* [Trecho do documento]
TRAVESTI NÃO É BAGUNÇA
Pedro conta por meio do ensaio conseguiu sentir na pele a frase icônica de Luana “Travesti não é Bagunça”, seja durante os cliques ou depois ao tentar expor em uma grande galeria. “As pessoas se referiam a mim como ‘o Pedro, que fotografa travesti’, sempre soltando uma risada, como se isso fosse pequeno. Quando fui expor, as pessoas queriam que colocasse em um cantinho escondido lá da Lapa, pois era um trabalho marginal e que não merecia destaque. Mas eu queria que Luana fosse vista como uma obra que é por muito mais gente”.

* [Informações fornecidas]
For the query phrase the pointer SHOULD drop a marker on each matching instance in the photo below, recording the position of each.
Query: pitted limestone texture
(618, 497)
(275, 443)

* [Instruções a seguir]
No trecho sobre o ensaio fotográfico com Luana, por que as pessoas queriam que Pedro expusesse o trabalho em um cantinho escondido da Lapa? Explique em uma a três frases.

* [Resultado da tarefa]
Elas achavam que o ensaio era um trabalho marginal, que não merecia destaque. Por isso queriam deixá-lo em um cantinho escondido da Lapa, e não em uma grande galeria.